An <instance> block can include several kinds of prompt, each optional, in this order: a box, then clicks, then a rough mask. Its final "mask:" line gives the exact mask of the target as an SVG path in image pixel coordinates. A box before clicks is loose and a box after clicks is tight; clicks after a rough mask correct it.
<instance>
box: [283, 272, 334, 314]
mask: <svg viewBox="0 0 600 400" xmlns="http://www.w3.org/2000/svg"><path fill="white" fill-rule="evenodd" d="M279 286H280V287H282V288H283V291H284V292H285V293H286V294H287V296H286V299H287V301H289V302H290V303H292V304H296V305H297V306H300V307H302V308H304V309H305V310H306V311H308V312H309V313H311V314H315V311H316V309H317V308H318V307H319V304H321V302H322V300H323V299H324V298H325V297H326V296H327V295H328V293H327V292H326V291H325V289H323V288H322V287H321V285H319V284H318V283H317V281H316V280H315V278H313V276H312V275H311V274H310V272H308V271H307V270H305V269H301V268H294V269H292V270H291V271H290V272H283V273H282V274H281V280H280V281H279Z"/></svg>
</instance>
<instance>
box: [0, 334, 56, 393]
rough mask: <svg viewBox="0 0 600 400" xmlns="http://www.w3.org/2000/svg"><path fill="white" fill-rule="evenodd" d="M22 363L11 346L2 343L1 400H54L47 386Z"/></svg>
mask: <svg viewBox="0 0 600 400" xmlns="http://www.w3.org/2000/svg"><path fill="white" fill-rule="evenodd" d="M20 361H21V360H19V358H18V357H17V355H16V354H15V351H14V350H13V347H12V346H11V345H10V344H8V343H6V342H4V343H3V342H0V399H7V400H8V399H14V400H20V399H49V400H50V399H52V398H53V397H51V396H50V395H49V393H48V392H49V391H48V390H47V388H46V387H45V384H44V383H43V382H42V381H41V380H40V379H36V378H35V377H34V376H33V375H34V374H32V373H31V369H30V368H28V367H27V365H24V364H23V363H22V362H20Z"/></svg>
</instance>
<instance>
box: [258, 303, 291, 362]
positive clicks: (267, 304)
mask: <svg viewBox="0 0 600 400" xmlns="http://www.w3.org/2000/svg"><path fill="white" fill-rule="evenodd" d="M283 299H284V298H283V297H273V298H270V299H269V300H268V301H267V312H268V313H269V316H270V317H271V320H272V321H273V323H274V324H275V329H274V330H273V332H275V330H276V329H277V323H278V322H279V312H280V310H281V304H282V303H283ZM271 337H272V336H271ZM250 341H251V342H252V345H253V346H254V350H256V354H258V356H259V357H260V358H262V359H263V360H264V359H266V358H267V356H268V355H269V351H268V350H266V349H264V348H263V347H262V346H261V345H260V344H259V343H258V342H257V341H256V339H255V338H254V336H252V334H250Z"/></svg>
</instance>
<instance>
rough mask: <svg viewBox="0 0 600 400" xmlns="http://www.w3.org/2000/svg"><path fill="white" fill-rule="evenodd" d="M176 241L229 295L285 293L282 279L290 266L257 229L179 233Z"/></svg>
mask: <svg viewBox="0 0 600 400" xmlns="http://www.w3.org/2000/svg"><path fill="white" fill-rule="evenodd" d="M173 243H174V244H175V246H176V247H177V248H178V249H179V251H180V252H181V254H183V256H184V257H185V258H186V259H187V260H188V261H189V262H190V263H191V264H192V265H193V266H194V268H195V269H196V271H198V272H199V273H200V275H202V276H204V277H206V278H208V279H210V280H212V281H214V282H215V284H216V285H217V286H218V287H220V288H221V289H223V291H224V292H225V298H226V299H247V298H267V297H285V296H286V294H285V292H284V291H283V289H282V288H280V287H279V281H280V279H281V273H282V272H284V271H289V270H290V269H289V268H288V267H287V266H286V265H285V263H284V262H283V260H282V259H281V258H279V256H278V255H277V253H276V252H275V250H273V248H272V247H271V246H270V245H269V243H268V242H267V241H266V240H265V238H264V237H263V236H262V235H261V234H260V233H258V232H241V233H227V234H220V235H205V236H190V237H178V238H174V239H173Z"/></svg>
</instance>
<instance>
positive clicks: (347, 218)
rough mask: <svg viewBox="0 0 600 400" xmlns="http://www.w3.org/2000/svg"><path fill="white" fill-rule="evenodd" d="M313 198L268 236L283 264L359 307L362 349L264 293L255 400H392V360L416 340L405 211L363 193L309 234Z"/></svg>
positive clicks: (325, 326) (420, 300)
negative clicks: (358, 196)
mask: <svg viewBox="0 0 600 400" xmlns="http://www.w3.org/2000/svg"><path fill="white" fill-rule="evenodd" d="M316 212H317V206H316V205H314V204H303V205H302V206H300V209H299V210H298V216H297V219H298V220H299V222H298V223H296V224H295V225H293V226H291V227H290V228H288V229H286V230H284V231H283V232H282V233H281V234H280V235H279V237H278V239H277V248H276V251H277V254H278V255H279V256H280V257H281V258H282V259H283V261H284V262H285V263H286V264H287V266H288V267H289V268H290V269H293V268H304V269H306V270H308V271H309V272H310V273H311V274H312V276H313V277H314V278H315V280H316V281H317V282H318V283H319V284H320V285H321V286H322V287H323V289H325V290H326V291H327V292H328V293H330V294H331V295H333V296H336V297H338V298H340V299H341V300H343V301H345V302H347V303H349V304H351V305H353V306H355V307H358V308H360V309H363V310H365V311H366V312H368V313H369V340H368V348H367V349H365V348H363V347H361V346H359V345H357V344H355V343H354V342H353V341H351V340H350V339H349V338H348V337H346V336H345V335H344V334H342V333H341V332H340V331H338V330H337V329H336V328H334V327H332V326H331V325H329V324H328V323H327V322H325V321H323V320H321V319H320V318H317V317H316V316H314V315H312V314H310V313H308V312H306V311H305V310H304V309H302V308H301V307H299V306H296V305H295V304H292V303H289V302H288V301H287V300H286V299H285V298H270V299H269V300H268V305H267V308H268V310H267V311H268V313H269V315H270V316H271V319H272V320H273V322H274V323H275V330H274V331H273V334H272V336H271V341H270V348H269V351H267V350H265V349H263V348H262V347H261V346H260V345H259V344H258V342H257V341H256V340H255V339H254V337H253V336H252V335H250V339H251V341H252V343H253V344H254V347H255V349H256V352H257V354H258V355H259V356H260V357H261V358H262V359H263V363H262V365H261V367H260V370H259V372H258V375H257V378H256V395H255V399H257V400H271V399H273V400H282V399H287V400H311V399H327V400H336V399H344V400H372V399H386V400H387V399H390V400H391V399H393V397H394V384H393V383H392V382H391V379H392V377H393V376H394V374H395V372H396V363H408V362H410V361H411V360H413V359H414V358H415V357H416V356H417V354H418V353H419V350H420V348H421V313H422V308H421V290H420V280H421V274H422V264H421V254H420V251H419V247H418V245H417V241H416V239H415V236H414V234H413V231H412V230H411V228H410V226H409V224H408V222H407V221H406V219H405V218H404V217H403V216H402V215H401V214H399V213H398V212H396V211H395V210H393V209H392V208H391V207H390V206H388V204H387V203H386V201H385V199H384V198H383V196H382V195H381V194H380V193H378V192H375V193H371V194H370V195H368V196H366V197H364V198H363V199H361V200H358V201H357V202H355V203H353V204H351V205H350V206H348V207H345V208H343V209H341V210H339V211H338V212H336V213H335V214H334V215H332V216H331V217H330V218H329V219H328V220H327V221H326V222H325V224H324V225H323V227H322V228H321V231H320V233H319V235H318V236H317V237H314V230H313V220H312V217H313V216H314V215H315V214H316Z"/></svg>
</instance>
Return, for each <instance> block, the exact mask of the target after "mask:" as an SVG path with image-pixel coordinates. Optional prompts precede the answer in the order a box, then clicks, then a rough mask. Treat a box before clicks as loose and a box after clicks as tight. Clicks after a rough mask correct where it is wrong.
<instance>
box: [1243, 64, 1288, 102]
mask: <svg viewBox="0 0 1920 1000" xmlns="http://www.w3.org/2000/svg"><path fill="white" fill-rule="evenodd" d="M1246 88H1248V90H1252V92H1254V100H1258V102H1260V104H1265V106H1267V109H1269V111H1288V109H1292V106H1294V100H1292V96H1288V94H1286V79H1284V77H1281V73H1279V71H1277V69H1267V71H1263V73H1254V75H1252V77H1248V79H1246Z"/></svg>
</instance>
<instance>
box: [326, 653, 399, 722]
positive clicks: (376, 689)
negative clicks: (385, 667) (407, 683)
________________________
_과제 항목_
위 목록에서 "positive"라는 문자열이 들어 있는 줄의 수를 세어 숫자만 적으세요.

_결과_
4